*** Material provided ***

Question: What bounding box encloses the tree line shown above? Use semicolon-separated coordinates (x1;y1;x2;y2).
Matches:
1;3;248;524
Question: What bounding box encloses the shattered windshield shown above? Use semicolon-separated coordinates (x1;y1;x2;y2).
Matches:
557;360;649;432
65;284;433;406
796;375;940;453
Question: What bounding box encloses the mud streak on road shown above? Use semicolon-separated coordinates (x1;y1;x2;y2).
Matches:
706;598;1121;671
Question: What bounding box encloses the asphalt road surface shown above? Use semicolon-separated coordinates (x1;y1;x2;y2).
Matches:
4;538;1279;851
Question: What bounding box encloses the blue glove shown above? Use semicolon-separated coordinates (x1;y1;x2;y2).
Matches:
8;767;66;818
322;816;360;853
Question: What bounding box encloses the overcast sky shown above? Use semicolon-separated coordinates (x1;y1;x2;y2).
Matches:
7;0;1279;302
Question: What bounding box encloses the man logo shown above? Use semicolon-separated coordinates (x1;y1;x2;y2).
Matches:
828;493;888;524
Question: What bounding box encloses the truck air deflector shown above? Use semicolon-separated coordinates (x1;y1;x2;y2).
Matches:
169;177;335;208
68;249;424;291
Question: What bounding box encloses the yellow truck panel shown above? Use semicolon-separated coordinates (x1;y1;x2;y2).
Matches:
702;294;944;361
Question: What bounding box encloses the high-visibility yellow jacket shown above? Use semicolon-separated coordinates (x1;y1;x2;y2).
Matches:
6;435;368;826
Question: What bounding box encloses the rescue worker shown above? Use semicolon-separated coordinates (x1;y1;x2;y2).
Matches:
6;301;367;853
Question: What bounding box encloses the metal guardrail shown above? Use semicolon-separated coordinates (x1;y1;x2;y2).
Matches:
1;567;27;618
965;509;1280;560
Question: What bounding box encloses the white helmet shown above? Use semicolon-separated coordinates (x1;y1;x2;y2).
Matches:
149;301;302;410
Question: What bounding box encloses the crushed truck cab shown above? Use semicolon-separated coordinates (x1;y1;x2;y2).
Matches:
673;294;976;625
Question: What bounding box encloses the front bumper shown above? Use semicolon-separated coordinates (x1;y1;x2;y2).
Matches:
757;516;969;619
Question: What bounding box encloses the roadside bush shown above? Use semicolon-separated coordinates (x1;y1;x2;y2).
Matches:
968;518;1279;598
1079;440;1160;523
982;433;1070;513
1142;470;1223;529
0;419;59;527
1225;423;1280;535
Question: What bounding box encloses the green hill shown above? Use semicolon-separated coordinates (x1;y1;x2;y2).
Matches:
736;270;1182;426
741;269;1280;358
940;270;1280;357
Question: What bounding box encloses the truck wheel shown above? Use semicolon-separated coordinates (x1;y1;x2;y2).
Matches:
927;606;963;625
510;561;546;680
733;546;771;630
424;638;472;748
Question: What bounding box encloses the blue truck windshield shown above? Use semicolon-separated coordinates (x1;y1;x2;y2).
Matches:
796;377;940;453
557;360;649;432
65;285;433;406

*** End of Material provided ***

> [Assignment] Print the material once more, keeping every word as it is.

> [Output of the exercise]
Question: What bounding box encloses the tree line shown above? Use semicolon-separated coordinates (x1;y1;x2;y2).
Matches:
1;3;248;524
Question: What bounding box encloses the shattered windshield shown above? Use semicolon-separated coordinates (x1;y1;x2;y2).
Matches:
557;360;649;432
65;284;433;406
796;375;940;453
Question: What bounding box encloses the mud streak on road shown above? Use semicolon-separated coordinates (x1;y1;x2;y2).
Matches:
706;598;1121;671
Question: What bounding box encloses the asphalt road surface shown above? Use semicolon-separated coordinates (x1;y1;x2;y2).
Matches:
4;538;1279;851
Question: What bounding box encloses the blue glove shown above? Use semicolon-separated coordinates (x1;y1;x2;y2).
Matches:
8;767;66;818
322;816;360;853
Question: What bounding box encloses the overcast sky shown above? Use semicolon-separated coordinates (x1;y1;x2;y2).
Matches:
7;0;1279;302
Question: What bounding box encloses the man logo shown above? Use semicolon-separated coordinates (x1;y1;x2;y2).
Matches:
828;493;888;524
Question: What bounding box encloses the truck air deflector shown above? Use semicolon-separated coordinates (x1;y1;x2;y2).
Matches:
169;177;335;208
68;249;424;291
Question: What bounding box encloses the yellow truck panel shown above? Use semicolon-separated coordinates (x1;y1;x2;y2).
Matches:
702;294;944;361
Question: What bounding box encloses the high-visibility yellow jacket shown above? Use semicolon-separated coordinates (x1;y1;x2;y2).
Matches:
6;435;368;826
Question: What bounding box encloses the rescue worker shown above? Use semicolon-separated coordinates (x1;y1;x2;y2).
Matches:
6;301;367;853
Question: What bounding box encloses the metal guardrail shown above? Use semicolon-separated coordinates (x1;y1;x2;y2).
Matches:
1;567;27;618
965;509;1280;560
Question: What bounding box encloses the white helmet shown above? Use semicolon-separated coordinates (x1;y1;x2;y2).
Matches:
149;301;302;410
Question: What bounding box encloses the crushed truck cab shown above? Use semicolon-separated coordinates (x1;y1;x2;y2).
Matches:
673;294;976;625
Question: What bounding box encloses the front bumper shown above? Use semicolon-separated coordinates (x1;y1;x2;y2).
Matches:
757;516;969;619
Question: What bounding box encloses the roadside bush shown above? Use semicolon-separated coordinates (x1;y1;x2;y2).
Matches:
968;518;1279;598
1079;440;1160;523
982;433;1070;513
1142;470;1223;529
0;419;59;527
1225;423;1280;535
Question: What bounding box encloses the green hill shown above? Use semicolon-separated coordinates (x1;y1;x2;y2).
Matches:
736;270;1182;426
741;269;1280;358
940;270;1280;357
Question: What bounding box encloses the truck wheel shown above? Use semicolon-separated coordinates (x1;y1;x2;y2).
Matches:
927;606;963;625
510;561;546;680
733;546;771;630
424;638;472;748
Question: What bounding box encloses the blue truck windshield shown above? Use semicolon-separated coordinates (x1;y1;x2;y2).
Matches:
796;377;940;453
557;360;649;432
65;285;433;406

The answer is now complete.